__PROVIDED RECORDS__.
++++++++

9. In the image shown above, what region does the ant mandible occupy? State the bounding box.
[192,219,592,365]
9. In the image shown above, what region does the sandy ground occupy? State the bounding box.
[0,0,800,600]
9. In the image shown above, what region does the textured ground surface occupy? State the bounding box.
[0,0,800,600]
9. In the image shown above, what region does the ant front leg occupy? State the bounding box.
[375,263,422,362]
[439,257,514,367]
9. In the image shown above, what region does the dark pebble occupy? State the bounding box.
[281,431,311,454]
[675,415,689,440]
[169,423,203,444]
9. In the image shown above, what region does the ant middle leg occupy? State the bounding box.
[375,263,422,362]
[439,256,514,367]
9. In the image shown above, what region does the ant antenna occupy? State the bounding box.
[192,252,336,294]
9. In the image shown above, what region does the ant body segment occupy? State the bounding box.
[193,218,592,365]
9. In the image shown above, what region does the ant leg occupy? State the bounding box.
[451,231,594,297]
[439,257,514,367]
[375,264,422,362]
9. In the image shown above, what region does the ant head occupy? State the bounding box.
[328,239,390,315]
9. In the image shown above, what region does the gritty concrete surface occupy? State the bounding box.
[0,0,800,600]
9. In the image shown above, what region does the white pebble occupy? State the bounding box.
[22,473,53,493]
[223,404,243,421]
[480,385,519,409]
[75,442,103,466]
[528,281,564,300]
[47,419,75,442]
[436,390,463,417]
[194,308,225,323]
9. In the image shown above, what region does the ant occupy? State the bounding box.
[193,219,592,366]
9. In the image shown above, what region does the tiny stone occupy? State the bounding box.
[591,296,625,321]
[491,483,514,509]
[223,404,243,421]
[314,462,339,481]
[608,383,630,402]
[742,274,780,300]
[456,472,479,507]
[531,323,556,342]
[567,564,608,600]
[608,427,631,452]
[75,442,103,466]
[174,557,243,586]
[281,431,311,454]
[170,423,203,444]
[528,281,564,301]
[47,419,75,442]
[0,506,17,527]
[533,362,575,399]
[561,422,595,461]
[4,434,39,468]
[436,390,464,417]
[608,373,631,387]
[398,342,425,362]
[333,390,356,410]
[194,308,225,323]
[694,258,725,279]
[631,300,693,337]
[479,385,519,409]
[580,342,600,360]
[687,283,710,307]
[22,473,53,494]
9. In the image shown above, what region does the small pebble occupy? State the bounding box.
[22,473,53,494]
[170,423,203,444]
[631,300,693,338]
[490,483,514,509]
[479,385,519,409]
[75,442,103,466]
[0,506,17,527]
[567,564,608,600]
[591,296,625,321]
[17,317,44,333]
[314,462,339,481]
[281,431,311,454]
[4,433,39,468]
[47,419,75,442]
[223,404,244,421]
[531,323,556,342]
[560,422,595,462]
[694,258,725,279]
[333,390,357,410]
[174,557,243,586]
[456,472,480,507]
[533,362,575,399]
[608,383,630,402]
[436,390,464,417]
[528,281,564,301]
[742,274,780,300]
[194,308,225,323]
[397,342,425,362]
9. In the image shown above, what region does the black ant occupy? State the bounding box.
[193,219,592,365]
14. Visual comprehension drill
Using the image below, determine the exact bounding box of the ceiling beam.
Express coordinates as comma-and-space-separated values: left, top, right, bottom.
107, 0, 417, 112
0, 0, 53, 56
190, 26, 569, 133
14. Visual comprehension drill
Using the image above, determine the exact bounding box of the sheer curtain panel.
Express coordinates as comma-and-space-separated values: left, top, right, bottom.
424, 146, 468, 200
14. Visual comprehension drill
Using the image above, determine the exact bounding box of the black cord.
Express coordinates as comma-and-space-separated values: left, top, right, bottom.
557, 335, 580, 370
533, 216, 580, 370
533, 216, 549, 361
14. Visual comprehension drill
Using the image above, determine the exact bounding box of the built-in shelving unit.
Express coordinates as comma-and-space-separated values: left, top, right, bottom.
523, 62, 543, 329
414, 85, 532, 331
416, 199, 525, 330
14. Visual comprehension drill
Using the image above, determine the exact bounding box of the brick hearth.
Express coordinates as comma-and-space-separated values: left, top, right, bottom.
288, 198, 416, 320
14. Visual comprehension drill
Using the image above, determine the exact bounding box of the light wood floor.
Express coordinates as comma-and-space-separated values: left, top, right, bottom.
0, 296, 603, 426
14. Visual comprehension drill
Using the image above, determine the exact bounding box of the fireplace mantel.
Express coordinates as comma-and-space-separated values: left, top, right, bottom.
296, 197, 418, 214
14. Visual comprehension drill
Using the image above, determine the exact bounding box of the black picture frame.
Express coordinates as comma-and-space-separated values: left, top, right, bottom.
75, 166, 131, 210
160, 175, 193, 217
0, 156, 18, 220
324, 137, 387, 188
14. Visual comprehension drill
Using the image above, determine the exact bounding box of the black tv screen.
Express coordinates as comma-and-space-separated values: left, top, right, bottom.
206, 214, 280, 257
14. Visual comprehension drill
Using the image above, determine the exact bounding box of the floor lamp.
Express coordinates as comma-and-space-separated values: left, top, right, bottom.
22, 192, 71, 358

++++++++

__REQUIRED TASK__.
Copy out every one of the entries above word for word, without changing anything.

__EXERCISE RESULT__.
9. In the image shown above, what region does the ant mandible occupy? State the bounding box.
[192,219,592,365]
9. In the image shown above, what region does the sandy ground occupy? State the bounding box.
[0,0,800,600]
9. In the image shown above, what region does the textured ground surface occupy? State the bounding box.
[0,0,800,600]
9. In the image shown above, what region does the ant front leg occupy? State the bounding box.
[375,263,422,362]
[439,257,514,367]
9. In the image shown above, what region does the dark pebble occupy? State the bounding box.
[281,431,311,454]
[675,415,689,440]
[169,423,203,444]
9. In the image shown above, what region does the ant middle leg occupy? State the bounding box.
[375,263,422,362]
[439,256,514,367]
9. In the image shown above, what region does the ant antenna occupy? State the bounding box.
[192,252,336,294]
9. In the image shown above, what region does the ant body segment occupy? State the bounding box.
[193,218,592,365]
9. In the image shown above, what region does the ant leg occupy? State the bounding box.
[451,231,594,297]
[439,257,514,367]
[375,264,422,362]
9. In the image shown above, what region does the ant head occupy? State the bounding box.
[328,239,390,315]
9. In the image shown above, what region does the gritty concrete surface occupy? State the bounding box.
[0,0,800,600]
9. In the image shown above, what region does the white pebble occupy? State the bounding box.
[22,473,53,493]
[223,404,243,421]
[480,385,519,409]
[75,442,103,466]
[528,281,564,300]
[47,419,75,442]
[436,390,463,417]
[194,308,225,323]
9. In the image shown above, what region does the ant occupy? State the bounding box.
[193,219,592,366]
9. In the image shown above, what region does the tiny stone occupy? State the bounding box.
[591,296,625,321]
[491,483,514,509]
[223,404,243,421]
[314,462,339,481]
[608,383,630,402]
[742,274,780,300]
[456,472,479,507]
[531,323,556,342]
[567,564,608,600]
[608,427,631,452]
[75,442,103,466]
[174,557,243,586]
[281,431,311,454]
[170,423,203,444]
[528,281,564,301]
[47,419,75,442]
[0,506,17,527]
[533,362,575,399]
[561,422,595,461]
[4,434,39,468]
[436,390,464,417]
[608,373,631,387]
[398,342,425,362]
[333,390,356,410]
[194,308,225,323]
[694,258,725,279]
[631,300,693,337]
[479,385,519,409]
[580,342,600,360]
[687,283,710,307]
[22,473,53,494]
9. In the image shown above, what region does the small pebble occupy? State the bounding box.
[22,473,53,494]
[170,423,203,444]
[631,300,693,338]
[490,483,514,509]
[479,385,519,409]
[75,442,103,466]
[0,506,17,527]
[567,564,608,600]
[591,296,625,321]
[17,317,44,333]
[314,462,339,481]
[281,431,311,454]
[4,433,39,468]
[47,419,75,442]
[223,404,244,421]
[531,323,556,342]
[560,422,595,462]
[694,258,725,279]
[333,390,357,410]
[174,557,243,586]
[456,472,480,507]
[533,362,575,399]
[608,383,630,402]
[436,390,464,417]
[528,281,564,301]
[742,274,780,300]
[194,308,225,323]
[397,342,425,362]
9. In the image shown above, what region does the black ant occupy? State the bounding box.
[193,219,592,365]
14. Visual comprehension drill
Using the image below, determine the exact bounding box of the ceiling beam.
Express coordinates as comma-and-space-separated values: left, top, right, bottom.
107, 0, 417, 112
0, 0, 53, 56
190, 26, 569, 133
14. Visual comprehension drill
Using the image above, determine the exact bounding box of the sheer curtain panel.
Express coordinates as comma-and-space-separated values: left, top, right, bottom.
424, 146, 468, 200
14. Visual comprehension drill
Using the image above, determine the exact bounding box of the black cord.
Express coordinates as comma-and-space-separated values: left, top, right, bottom.
557, 335, 580, 370
533, 216, 580, 370
533, 216, 549, 361
14. Visual comprehension drill
Using the image above, determine the exact bounding box of the built-in shelving unit.
Express coordinates as comma-and-space-separated values: left, top, right, bottom.
523, 62, 543, 329
414, 85, 532, 331
416, 199, 525, 330
14. Visual comprehension drill
Using the image above, determine the exact bounding box of the brick hearth.
Express coordinates as comma-and-space-separated values: left, top, right, bottom.
288, 198, 416, 320
14. Visual comprehension drill
Using the image above, determine the exact bounding box of the light wood floor.
Express coordinates as comma-and-space-separated values: left, top, right, bottom.
0, 296, 603, 426
14. Visual comprehension drill
Using the image above, determine the exact bounding box of the fireplace mantel.
Express coordinates as comma-and-space-separated values: left, top, right, bottom.
296, 197, 418, 214
14. Visual comprehension drill
Using the image above, determine the exact bounding box of the black picture frame.
Express coordinates as comma-and-space-separated values: left, top, right, bottom.
75, 166, 131, 210
160, 175, 193, 217
0, 156, 18, 220
324, 137, 387, 188
14. Visual comprehension drill
Using the image above, determine the exact bounding box of the black tv screen.
Express coordinates as comma-and-space-separated values: left, top, right, bottom.
206, 214, 280, 257
14. Visual comprehension drill
Using the image above, determine the exact bounding box of the floor lamp.
Express coordinates as comma-and-space-separated values: left, top, right, bottom.
22, 192, 71, 358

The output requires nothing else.